Excerpts from a detection dataset
-=-=-

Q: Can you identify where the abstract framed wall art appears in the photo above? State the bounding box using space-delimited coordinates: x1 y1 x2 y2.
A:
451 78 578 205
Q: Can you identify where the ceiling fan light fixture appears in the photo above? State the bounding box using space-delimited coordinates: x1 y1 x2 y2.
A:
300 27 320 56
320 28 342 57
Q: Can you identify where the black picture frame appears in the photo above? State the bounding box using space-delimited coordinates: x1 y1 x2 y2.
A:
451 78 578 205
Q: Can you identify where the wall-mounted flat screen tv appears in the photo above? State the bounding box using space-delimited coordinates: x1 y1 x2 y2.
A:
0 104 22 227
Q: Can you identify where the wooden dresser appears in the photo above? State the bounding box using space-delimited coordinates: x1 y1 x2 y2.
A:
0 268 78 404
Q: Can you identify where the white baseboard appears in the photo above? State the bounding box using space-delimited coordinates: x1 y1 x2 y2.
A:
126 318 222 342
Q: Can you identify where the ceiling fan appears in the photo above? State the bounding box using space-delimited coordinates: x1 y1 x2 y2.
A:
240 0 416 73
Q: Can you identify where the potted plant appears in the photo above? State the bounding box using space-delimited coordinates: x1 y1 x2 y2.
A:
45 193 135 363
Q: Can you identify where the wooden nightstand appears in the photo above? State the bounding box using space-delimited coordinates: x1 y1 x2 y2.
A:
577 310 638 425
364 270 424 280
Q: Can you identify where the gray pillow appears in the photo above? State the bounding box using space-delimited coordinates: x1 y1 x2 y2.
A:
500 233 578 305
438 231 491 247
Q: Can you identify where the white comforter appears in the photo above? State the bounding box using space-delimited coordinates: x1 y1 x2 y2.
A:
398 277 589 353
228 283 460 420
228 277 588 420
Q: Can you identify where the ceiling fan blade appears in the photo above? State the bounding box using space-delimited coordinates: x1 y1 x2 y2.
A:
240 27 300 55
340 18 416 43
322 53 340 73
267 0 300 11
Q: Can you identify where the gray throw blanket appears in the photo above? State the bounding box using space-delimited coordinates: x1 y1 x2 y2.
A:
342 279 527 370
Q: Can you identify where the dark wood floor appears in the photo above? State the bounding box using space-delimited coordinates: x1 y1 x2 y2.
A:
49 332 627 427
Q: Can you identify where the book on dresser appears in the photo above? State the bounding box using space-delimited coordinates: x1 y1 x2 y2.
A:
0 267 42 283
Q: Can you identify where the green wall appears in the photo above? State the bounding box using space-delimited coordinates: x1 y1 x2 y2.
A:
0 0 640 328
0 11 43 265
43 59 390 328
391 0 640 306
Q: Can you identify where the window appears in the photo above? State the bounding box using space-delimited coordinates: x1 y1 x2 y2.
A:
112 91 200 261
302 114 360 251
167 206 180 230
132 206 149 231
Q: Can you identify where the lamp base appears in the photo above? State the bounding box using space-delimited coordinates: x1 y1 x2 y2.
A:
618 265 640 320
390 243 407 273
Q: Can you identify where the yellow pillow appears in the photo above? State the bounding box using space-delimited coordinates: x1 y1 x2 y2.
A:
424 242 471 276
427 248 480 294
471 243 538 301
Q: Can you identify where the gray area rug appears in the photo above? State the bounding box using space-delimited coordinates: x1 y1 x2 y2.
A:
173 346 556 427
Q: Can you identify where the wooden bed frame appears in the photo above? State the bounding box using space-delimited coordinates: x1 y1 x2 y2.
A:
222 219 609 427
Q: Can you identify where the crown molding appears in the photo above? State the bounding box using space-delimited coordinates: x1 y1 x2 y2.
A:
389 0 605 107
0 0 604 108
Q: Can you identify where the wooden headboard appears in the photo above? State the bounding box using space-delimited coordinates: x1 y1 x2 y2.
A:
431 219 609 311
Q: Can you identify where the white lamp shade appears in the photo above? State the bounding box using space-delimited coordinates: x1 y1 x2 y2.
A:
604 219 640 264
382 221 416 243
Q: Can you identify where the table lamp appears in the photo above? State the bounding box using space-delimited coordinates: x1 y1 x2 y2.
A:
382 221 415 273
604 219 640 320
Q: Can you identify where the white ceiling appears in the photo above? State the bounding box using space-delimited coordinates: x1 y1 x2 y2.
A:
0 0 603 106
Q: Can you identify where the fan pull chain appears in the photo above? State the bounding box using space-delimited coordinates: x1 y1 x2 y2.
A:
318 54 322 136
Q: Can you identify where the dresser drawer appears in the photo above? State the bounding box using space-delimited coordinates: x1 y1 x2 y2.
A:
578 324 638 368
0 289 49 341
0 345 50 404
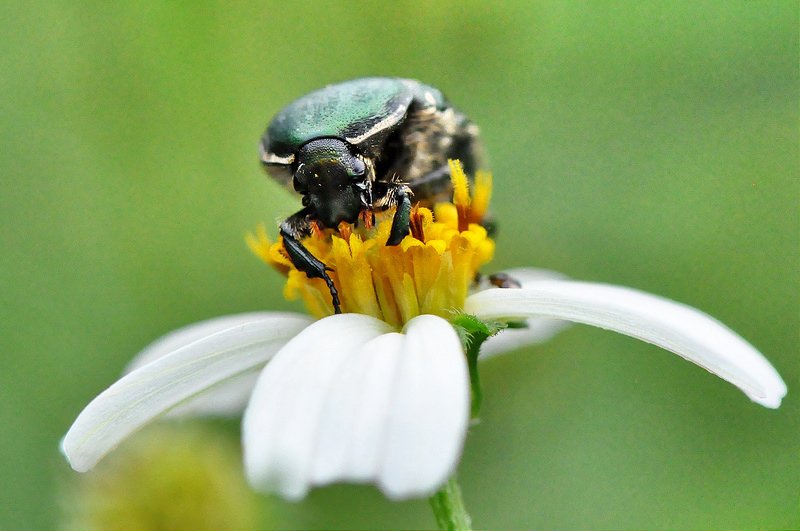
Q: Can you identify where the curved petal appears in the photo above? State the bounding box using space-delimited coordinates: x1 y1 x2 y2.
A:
124 312 300 418
244 314 469 499
480 267 570 360
465 280 786 408
242 314 391 499
378 315 470 499
61 314 310 472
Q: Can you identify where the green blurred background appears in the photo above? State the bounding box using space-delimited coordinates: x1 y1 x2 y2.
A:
0 1 800 529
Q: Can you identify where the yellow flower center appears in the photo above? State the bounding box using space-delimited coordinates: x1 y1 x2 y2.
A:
247 160 494 327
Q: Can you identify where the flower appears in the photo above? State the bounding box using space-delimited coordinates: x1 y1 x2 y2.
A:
62 163 786 499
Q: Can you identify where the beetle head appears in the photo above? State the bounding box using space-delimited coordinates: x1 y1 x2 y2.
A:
293 138 367 228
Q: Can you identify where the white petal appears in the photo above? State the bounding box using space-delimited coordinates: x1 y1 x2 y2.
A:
244 314 469 499
480 267 570 360
125 312 297 418
378 315 470 499
242 314 391 499
465 280 786 408
124 312 299 374
62 314 309 472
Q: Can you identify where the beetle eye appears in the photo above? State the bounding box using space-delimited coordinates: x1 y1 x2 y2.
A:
352 157 367 176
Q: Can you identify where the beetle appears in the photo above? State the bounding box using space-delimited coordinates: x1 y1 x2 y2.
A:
259 77 482 313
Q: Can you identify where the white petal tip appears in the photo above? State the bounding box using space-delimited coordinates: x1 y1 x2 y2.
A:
465 280 786 409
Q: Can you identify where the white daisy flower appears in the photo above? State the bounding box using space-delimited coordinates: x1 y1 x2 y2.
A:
62 164 786 508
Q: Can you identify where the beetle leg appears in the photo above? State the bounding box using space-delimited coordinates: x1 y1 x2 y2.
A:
281 208 342 313
386 183 411 245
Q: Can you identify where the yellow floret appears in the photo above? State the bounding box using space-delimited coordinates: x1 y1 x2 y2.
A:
247 161 494 327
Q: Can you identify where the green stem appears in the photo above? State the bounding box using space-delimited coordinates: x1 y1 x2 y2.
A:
428 475 472 531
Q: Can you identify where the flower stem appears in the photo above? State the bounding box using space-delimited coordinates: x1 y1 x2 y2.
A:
428 475 472 531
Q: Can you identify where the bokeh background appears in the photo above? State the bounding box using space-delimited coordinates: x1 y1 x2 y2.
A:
0 1 800 529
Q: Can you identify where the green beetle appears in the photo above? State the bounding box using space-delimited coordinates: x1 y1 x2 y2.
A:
260 78 481 313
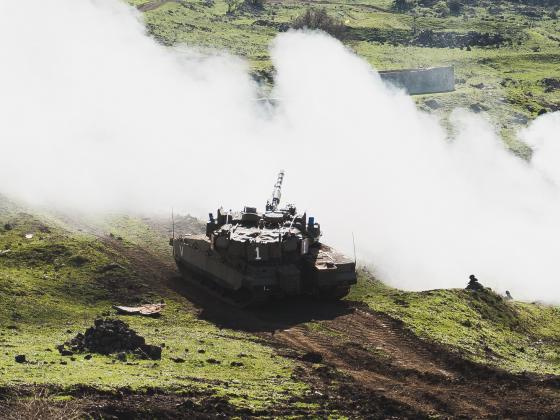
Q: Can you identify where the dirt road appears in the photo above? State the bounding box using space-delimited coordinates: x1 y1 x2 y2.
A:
104 235 560 418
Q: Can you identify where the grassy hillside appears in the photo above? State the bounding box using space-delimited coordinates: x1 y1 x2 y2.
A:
349 273 560 375
129 0 560 154
0 201 306 409
0 194 560 418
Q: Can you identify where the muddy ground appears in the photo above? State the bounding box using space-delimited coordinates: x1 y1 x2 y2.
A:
0 238 560 419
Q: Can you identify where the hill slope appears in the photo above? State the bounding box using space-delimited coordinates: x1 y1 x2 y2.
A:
0 200 560 418
129 0 560 155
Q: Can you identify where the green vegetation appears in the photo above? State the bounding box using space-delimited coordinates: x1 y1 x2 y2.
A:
129 0 560 155
348 273 560 374
0 198 305 409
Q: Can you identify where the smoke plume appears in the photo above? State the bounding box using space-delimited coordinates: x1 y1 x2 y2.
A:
0 0 560 301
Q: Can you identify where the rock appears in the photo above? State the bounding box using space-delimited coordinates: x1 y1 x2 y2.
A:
97 263 124 273
301 351 323 363
424 99 441 109
56 344 74 356
465 274 484 291
469 104 482 114
57 319 161 360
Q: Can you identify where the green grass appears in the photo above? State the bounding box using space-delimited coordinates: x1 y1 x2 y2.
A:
0 199 306 408
131 0 560 151
348 273 560 374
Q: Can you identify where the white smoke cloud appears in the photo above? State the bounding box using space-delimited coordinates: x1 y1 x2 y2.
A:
0 0 560 301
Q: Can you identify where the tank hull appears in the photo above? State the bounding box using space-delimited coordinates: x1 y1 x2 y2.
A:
171 235 356 306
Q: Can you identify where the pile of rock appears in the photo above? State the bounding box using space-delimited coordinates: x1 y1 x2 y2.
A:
58 319 161 360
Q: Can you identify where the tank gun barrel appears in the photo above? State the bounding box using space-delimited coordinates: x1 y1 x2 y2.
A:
266 171 284 211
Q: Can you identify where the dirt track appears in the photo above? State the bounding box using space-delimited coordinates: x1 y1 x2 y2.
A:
101 236 560 418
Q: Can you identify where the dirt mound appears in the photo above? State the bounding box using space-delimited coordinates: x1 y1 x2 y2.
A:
58 319 161 360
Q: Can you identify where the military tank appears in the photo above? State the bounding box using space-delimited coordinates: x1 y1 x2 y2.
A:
170 171 356 307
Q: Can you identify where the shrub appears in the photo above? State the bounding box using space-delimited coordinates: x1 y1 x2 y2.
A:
434 0 449 17
243 0 265 10
292 8 346 39
393 0 416 12
447 0 464 16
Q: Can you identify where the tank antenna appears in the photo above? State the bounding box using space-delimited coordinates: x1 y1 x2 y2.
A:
171 207 175 239
266 170 284 211
352 232 357 266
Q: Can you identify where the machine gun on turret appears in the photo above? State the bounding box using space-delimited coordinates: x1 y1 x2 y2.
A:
171 171 356 306
266 171 284 211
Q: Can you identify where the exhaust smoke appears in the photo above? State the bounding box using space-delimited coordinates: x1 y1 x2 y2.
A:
0 0 560 302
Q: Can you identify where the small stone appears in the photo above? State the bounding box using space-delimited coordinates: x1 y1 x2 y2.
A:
301 351 323 363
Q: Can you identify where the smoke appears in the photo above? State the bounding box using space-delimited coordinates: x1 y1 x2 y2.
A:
0 0 560 301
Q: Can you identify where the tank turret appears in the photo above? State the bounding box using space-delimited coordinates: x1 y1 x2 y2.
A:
172 171 356 305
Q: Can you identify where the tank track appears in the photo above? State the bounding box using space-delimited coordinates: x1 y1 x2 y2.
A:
175 259 350 308
175 259 273 308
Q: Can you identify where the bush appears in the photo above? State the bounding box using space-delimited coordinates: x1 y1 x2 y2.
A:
434 0 450 17
447 0 464 16
393 0 416 12
243 0 265 10
292 8 346 39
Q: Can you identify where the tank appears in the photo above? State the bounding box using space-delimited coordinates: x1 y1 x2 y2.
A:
170 171 356 306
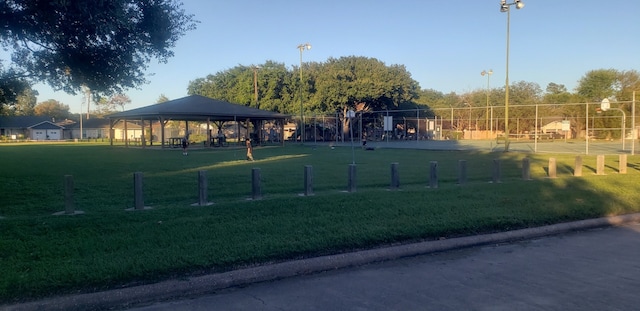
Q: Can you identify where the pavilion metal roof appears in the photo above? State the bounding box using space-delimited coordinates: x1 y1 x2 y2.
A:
107 95 288 121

-=-=-

Exercise brief
Copy the lines above verbatim, beginning with the line containing "Q: Can you identify where the wall-mounted" and continuing through the line containing "49 332 627 427", both included.

Full answer
Q: Can you identify where the wall-mounted flat screen tv appears in the photo above? State the bounding box using space-delimited coordinates: x1 y1 x2 y2.
A:
0 104 22 227
Q: Can you identify where the wooden dresser appears in the photo above? State the bounding box using space-delimited coordinates: x1 y1 x2 y2.
A:
0 268 78 404
Q: Can you identify where the white baseboard appears in the photo above? State the bounding box using space-delimited coordinates: x1 y1 x2 y2.
A:
126 318 222 342
Q: Can you identify where the ceiling fan appears in the photo above? State the bounding box using space-delimited coordinates: x1 y1 x2 y2.
A:
240 0 416 73
Q: Can you identify where the potted plant appears in the photo above? State the bounding box using space-delimited coordinates: x1 y1 x2 y2.
A:
45 193 135 363
Q: Can you identify where the wooden nightstand appears in the photo above? State the bounding box using space-delimited coordinates: x1 y1 x2 y2.
A:
577 310 638 425
364 270 424 280
Q: Can you identify where the gray pillow appears in the photo above? State the bounding box using space-delimited coordinates: x1 y1 x2 y2.
A:
500 233 578 305
438 231 491 247
Q: Can you identify where the white comforter appears in the photo above? State the bounding box using space-delimited coordinates: x1 y1 x2 y2.
A:
398 277 589 353
228 283 460 420
228 277 588 420
Q: Can you identify where the ceiling fan blade appears in the photo above? State the bounding box using space-delimited coordinates: x1 y1 x2 y2.
A:
240 27 300 55
340 18 416 43
322 53 340 73
267 0 300 11
Q: Can you identify where the gray throw blanket appears in the photo above? State the bounding box using space-delimited coordinates: x1 y1 x2 y2.
A:
342 279 527 370
Q: Can you identify where the dark wood floor appears in the photo above? State the bounding box using space-delimited coordinates: x1 y1 x2 y2.
A:
49 332 627 427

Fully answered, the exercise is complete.